Extract provided.
+ + +

Lee Spector (lspector@hampshire.edu), 2018

Numeric expressions

Write and evaluate expressions that combine numbers, like (+ 1 2) and (* 1.23 2).

Try all of the functions in the "Arithmetic" section of the Clojure cheat sheet.

Try nested expressions that use several functions, like (+ 1 (* 2 3)).

Try doing things with ratios like 1/3, and functions that can take any number of arguments, like +, which you can use like (+ 1 2 3 4 5).

Try using enormous numbers and tiny numbers, and seeing what produces errors and what doesn't.

Write and evaluate an expression that calculates the number of seconds in a year.

Random numeric expressions

Write and evaluate expressions that use rand-int, which returns random integers, and rand, which returns random floating-point numbers.

Try combining these with arithmetic functions in complex expressions.

Expressions with local variables

Write and evaluate expressions that use let to bind symbols to numbers, and then combine those numbers using arithmetic functions, like:

(let [x 2
happiness 3]
(+ (* x x) happiness))

Experiment with expressions that bind the same symbol many times, like:

(let [x 0
x (+ x 1)
x (* x 100)
x (/ x 20)]
x)

Write and evaluate an expression that uses let to bind diameter to some value and then returns the area of a circle with that diameter.

Write and evaluate arithmetic expressions for other formulas that you remember (or look some up if you don't remember any).

Write and evaluate expressions that use the "threading" macros -> and ->> to express arithmetic expressions in sequental order, like:

(-> 95
(+ 5)
(* 2)
(- 1))

which is an alternative syntax for (- (* (+ 95 5) 2) 1).

Evaluate the same expressions with ->> substituted for -> and vice versa, and compare the results.

Threading can be used with any data types, not just numbers, so when you are familiar with other types, try rewriting nested expressions that involve them using threading.

Logical/Boolean expresions

Write and evaluate expressions that combine true and false (which are also called "Boolean" values) using and, or, and not, like (and true (not false)).

Arithmetic comparisons and tests

Write and evaluate expressions that use the arithmetic comparison functions ==, <, >, <=, >=, which take numbers and return Boolean values.

Write and evaluate expressions that use numerical test functions such as zero?, pos?, neg?, even?, and odd?.

Conditional numeric expressions

Write and evaluate expressions that use let to bind symbols to numbers (maybe from expressions that return numbers) and then if to return different things depending on comparisons among the numbers (maybe involving Boolean combinations as well), like:

(let [choice (rand-int 100)]
(if (and (> choice 42)
(not (odd? choice)))
(/ choice 2)
choice))

Write and evaluate expressions that use cond and case rather than if.

Vectors of numbers

Write and evaluate expressions that combine vectors of numbers (like [1 2 3] and [99 -1.23 0 123454321]) with functions like concat, rest, distinct, flatten, reverse, shuffle, and interleave.

Write and evaluate nested expressions using these functions and vectors, like:

(concat (distinct [1 2 3 2 1 2 1])
(shuffle (rest [100 200 300 400]))
(interleave [11 11 11 11] [22 22 22 22]))

+ + +

Given exercise. Continue the Clojure exercise list from the point where it stops. The records play no part in this work.

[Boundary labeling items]
+ + +

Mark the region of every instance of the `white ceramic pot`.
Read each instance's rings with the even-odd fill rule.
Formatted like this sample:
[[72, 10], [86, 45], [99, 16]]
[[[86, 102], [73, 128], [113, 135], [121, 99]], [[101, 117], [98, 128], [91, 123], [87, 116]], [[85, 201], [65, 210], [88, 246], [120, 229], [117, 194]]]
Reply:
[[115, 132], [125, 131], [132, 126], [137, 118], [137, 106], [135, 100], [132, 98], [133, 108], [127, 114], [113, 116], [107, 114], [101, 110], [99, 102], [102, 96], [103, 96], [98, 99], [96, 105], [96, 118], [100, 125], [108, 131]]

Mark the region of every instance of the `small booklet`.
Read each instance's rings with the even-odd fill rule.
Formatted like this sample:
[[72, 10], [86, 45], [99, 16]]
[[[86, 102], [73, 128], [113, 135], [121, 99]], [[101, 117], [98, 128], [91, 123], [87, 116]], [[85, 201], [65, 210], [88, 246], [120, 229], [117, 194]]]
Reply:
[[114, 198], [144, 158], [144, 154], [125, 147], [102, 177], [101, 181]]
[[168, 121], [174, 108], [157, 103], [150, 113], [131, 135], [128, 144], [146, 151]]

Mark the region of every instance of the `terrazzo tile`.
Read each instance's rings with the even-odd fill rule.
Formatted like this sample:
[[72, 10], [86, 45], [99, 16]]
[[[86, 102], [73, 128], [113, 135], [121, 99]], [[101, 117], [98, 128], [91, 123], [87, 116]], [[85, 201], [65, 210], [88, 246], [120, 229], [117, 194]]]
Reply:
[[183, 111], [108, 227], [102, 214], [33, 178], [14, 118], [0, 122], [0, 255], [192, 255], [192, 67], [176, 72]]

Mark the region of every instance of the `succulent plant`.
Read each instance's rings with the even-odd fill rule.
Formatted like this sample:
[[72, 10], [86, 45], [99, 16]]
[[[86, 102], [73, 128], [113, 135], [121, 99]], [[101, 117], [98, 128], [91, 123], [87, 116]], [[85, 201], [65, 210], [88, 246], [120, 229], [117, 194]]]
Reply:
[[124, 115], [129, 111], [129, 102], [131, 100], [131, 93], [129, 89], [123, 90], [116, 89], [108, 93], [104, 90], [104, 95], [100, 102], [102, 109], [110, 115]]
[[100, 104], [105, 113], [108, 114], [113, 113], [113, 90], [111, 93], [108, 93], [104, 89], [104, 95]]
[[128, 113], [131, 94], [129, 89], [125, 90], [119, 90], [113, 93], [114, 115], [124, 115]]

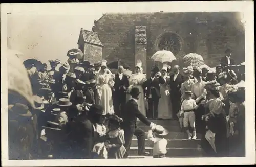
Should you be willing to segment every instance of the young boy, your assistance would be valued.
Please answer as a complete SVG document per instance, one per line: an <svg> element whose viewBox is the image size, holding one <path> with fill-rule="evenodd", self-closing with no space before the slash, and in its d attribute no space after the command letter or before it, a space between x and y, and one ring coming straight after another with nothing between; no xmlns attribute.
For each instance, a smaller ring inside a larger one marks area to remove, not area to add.
<svg viewBox="0 0 256 167"><path fill-rule="evenodd" d="M191 98L192 91L187 90L185 92L185 99L182 102L180 109L180 115L184 115L183 125L188 135L188 139L191 139L192 135L189 132L188 129L188 123L190 123L190 127L193 129L192 139L197 139L196 135L195 120L196 116L194 112L194 109L197 109L198 106L197 106L196 101Z"/></svg>
<svg viewBox="0 0 256 167"><path fill-rule="evenodd" d="M154 142L153 155L154 158L165 158L167 153L166 146L167 141L164 136L168 134L162 126L156 125L152 127L152 129L148 131L147 138Z"/></svg>

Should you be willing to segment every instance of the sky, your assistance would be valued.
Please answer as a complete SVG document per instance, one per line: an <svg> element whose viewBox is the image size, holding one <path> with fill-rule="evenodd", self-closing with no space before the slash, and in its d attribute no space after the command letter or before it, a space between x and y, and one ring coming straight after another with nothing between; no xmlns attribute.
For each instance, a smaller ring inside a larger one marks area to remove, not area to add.
<svg viewBox="0 0 256 167"><path fill-rule="evenodd" d="M218 2L203 8L201 3L201 6L189 2L12 4L8 8L11 14L7 15L8 43L11 49L23 53L25 59L34 58L48 62L58 58L63 62L68 58L68 50L78 47L81 28L92 31L94 20L103 14L226 10ZM186 7L192 5L193 8ZM213 10L213 5L218 7L217 10Z"/></svg>

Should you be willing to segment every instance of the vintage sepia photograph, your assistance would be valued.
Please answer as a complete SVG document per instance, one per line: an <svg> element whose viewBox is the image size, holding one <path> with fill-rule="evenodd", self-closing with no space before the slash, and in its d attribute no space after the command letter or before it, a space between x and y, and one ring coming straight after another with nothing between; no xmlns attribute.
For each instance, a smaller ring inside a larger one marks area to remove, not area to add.
<svg viewBox="0 0 256 167"><path fill-rule="evenodd" d="M1 4L5 161L255 163L253 3L228 2Z"/></svg>

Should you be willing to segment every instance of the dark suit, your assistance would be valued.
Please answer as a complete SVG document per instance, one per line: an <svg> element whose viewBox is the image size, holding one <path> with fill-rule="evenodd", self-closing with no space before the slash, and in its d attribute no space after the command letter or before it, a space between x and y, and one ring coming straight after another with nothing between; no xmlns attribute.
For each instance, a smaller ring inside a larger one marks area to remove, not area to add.
<svg viewBox="0 0 256 167"><path fill-rule="evenodd" d="M142 155L145 152L145 132L136 126L137 118L148 126L150 125L151 122L139 110L138 104L134 99L132 99L127 102L125 109L122 125L124 130L124 147L127 151L125 157L128 156L134 134L138 138L138 154Z"/></svg>
<svg viewBox="0 0 256 167"><path fill-rule="evenodd" d="M178 117L176 114L180 109L181 97L180 88L181 84L183 82L183 79L180 73L179 73L175 81L174 81L174 74L170 75L169 85L170 88L170 96L173 106L173 117L177 120Z"/></svg>
<svg viewBox="0 0 256 167"><path fill-rule="evenodd" d="M230 65L236 64L234 59L233 59L231 57L230 58ZM227 58L226 56L221 58L221 65L222 66L228 66L228 61Z"/></svg>
<svg viewBox="0 0 256 167"><path fill-rule="evenodd" d="M147 88L146 97L148 102L148 110L147 111L147 117L148 118L157 118L157 108L159 99L161 98L159 84L164 82L164 79L159 77L155 77L153 80L151 78L148 78L145 83L144 87Z"/></svg>
<svg viewBox="0 0 256 167"><path fill-rule="evenodd" d="M115 114L118 116L122 117L122 112L124 110L124 107L126 103L126 90L123 87L125 87L126 89L129 86L129 81L128 77L123 74L123 77L121 80L119 78L119 74L117 74L115 77L115 85L114 88L115 91L114 92L114 108L115 110Z"/></svg>

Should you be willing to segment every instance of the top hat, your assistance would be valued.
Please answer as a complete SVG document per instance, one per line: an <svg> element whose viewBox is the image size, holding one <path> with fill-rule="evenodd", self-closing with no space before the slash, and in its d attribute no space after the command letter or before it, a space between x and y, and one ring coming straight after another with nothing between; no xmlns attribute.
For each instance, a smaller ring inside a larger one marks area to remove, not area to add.
<svg viewBox="0 0 256 167"><path fill-rule="evenodd" d="M106 60L102 60L101 61L101 66L104 66L106 68L106 63L108 63L108 61Z"/></svg>
<svg viewBox="0 0 256 167"><path fill-rule="evenodd" d="M66 77L70 77L70 78L74 78L74 79L76 79L76 74L74 73L71 73L71 72L69 72L69 73L68 73L66 75Z"/></svg>
<svg viewBox="0 0 256 167"><path fill-rule="evenodd" d="M193 94L193 93L192 93L192 91L191 91L191 90L187 90L187 91L185 91L185 94L192 95L192 94Z"/></svg>
<svg viewBox="0 0 256 167"><path fill-rule="evenodd" d="M207 69L207 68L205 68L205 67L203 67L203 68L202 69L202 71L208 72L208 71L209 71L209 69Z"/></svg>
<svg viewBox="0 0 256 167"><path fill-rule="evenodd" d="M69 107L72 105L72 103L68 98L61 98L57 102L56 104L59 106Z"/></svg>
<svg viewBox="0 0 256 167"><path fill-rule="evenodd" d="M68 93L65 91L59 91L58 92L58 95L59 97L59 99L69 98L69 96L68 95Z"/></svg>
<svg viewBox="0 0 256 167"><path fill-rule="evenodd" d="M131 90L129 94L131 96L138 96L140 94L141 92L140 92L140 89L137 87L133 87Z"/></svg>
<svg viewBox="0 0 256 167"><path fill-rule="evenodd" d="M135 67L141 68L142 67L142 62L141 60L137 60L137 64L135 66Z"/></svg>
<svg viewBox="0 0 256 167"><path fill-rule="evenodd" d="M66 62L62 64L62 67L67 70L70 69L69 64Z"/></svg>
<svg viewBox="0 0 256 167"><path fill-rule="evenodd" d="M16 103L14 105L8 106L8 109L14 113L17 113L22 117L31 117L32 113L29 110L29 107L22 103Z"/></svg>
<svg viewBox="0 0 256 167"><path fill-rule="evenodd" d="M159 136L165 136L168 134L167 130L161 125L156 125L153 132Z"/></svg>
<svg viewBox="0 0 256 167"><path fill-rule="evenodd" d="M34 99L34 103L35 104L34 108L38 110L42 109L45 107L45 105L44 104L42 98L37 95L34 95L33 98Z"/></svg>
<svg viewBox="0 0 256 167"><path fill-rule="evenodd" d="M103 107L98 104L94 104L90 107L89 113L91 114L102 114L103 113Z"/></svg>
<svg viewBox="0 0 256 167"><path fill-rule="evenodd" d="M76 67L75 68L75 70L76 70L77 71L81 71L82 73L86 73L86 70L84 70L84 68L83 68L83 67L79 67L79 66Z"/></svg>
<svg viewBox="0 0 256 167"><path fill-rule="evenodd" d="M155 67L151 70L151 72L153 72L156 74L160 71L159 68L157 66L155 66Z"/></svg>
<svg viewBox="0 0 256 167"><path fill-rule="evenodd" d="M59 123L52 121L47 121L47 126L42 126L42 127L51 130L61 130L61 129L59 128Z"/></svg>
<svg viewBox="0 0 256 167"><path fill-rule="evenodd" d="M227 49L225 51L225 53L231 53L231 50L229 48Z"/></svg>
<svg viewBox="0 0 256 167"><path fill-rule="evenodd" d="M168 65L167 64L164 64L163 65L163 68L162 68L162 70L165 70L166 72L168 70Z"/></svg>

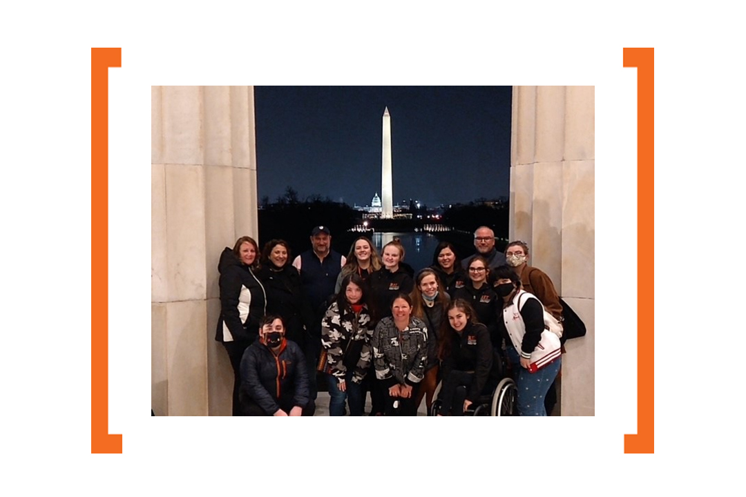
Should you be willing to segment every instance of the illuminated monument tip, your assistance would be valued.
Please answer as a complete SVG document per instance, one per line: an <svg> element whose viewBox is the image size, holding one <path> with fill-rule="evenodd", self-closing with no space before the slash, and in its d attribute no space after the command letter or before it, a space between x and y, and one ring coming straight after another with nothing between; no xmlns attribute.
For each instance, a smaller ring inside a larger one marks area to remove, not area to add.
<svg viewBox="0 0 746 497"><path fill-rule="evenodd" d="M394 195L391 174L391 116L389 107L383 110L383 145L381 157L381 218L394 217Z"/></svg>

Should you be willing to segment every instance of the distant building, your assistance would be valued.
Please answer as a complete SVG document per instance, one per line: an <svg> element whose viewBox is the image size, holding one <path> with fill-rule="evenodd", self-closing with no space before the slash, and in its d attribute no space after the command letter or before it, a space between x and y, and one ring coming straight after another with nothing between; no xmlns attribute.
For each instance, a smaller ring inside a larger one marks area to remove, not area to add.
<svg viewBox="0 0 746 497"><path fill-rule="evenodd" d="M373 195L373 199L371 200L371 204L369 206L359 206L357 203L353 207L357 211L360 211L363 212L363 218L364 219L378 219L381 217L381 212L383 212L383 206L380 200L380 197L378 197L378 192L376 191L375 194ZM394 206L394 215L395 218L401 219L411 219L412 213L409 212L409 206Z"/></svg>

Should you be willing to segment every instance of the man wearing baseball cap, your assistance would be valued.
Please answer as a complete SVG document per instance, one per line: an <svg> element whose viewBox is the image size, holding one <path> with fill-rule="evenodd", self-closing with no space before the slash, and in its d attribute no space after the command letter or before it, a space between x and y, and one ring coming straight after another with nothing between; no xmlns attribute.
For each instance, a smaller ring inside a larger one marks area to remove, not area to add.
<svg viewBox="0 0 746 497"><path fill-rule="evenodd" d="M326 311L326 301L334 294L334 285L342 267L347 262L342 254L331 250L329 227L320 225L311 229L311 249L295 257L292 265L301 273L303 289L314 311L313 326L306 332L307 367L311 387L311 398L316 398L316 364L321 353L321 323Z"/></svg>

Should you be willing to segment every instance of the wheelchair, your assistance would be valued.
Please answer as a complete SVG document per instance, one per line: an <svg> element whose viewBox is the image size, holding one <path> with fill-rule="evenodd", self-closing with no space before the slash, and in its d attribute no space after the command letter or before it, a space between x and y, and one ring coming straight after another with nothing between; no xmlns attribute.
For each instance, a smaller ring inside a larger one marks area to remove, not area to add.
<svg viewBox="0 0 746 497"><path fill-rule="evenodd" d="M505 360L501 354L495 353L492 358L492 370L485 385L482 395L464 411L464 416L518 416L518 387L515 382L507 374ZM437 416L442 405L438 397L442 386L442 380L438 382L433 395L435 400L427 411L428 416ZM458 389L466 390L460 386ZM466 397L466 391L463 396Z"/></svg>

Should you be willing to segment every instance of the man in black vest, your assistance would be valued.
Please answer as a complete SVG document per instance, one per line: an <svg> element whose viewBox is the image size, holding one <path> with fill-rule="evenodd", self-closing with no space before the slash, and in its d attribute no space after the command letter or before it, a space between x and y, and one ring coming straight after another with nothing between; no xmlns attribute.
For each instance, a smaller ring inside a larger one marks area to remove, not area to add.
<svg viewBox="0 0 746 497"><path fill-rule="evenodd" d="M331 250L331 233L325 226L317 226L311 230L312 249L297 256L292 265L301 273L306 297L314 311L313 326L306 330L307 367L310 383L311 399L316 399L316 365L322 349L321 323L326 311L327 299L334 294L334 285L342 267L347 262L345 256Z"/></svg>
<svg viewBox="0 0 746 497"><path fill-rule="evenodd" d="M490 269L495 269L498 266L505 264L505 255L495 248L495 232L492 231L492 228L486 226L480 226L477 228L477 230L474 232L474 246L477 249L477 252L461 262L465 271L468 269L468 265L471 263L471 259L476 256L482 256L487 259L487 264L489 265ZM492 282L491 277L489 282Z"/></svg>

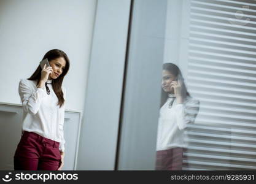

+ + +

Response below.
Some of these functions actually return "lazy sequences" rather than vectors. They are called "lazy" because their elements aren't all computed until they are needed (more on this later), and they are printed with () parentheses, looking like lists. Write and evaluate expressions using the type function to see what types are returned from various expressions (you'll see the names of underlying Java types). Write and evaluate expressions using vec to convert the results of various expressions to vectors.

Use let to bind symbols to your vectors, which can make the expressions easier to read.

Try incorporating functions that also take integer arguments like take, drop, and partition, like:

(let [v [1 2 3 4 5 6 7 8 9 10]]
(partition 2 (take 6 (drop 1 v))))

Try adding new numbers to vectors with conj.

Try changing elements of vectors with assoc, like (assoc [10 10 10] 1 99).

Try adding new vectors to vectors, building nested vectors, like:

(conj [[1 2][3 4]]
[5 6])

Use first, second, last, nth, and rand-nth to return specific items from within (possibly nested) vectors.

Write and evaluate expressions using count to get the number of items in a vector, and = to compare vectors.

Write an evaluate expressions using range to generate sequences of numbers, and then convert them to vectors of numbers.

Lists of symbols

Write and evaluate expressions that combine lists of symbols (like '(a b c) and '(hello world)) with functions like concat, rest, distinct, flatten, reverse, shuffle, and interleave.

Write and evaluate deeply nested expressions using these functions and lists of symbols.

Use let to bind symbols to your lists, which can make the expressions easier to read.

Try incorporating functions that also take integer arguments like take, drop, and partition.

Try adding new symbols to lists with conj, like (conj '(walk the) 'dog), and notice how this acts differently on lists than on vectors. Also try adding new symbols to lists with cons.

Try adding new lists to lists with conj and cons, building nested lists.

Write and evaluate expressions that build complicated nested lists using only cons, quoted symbols, and ().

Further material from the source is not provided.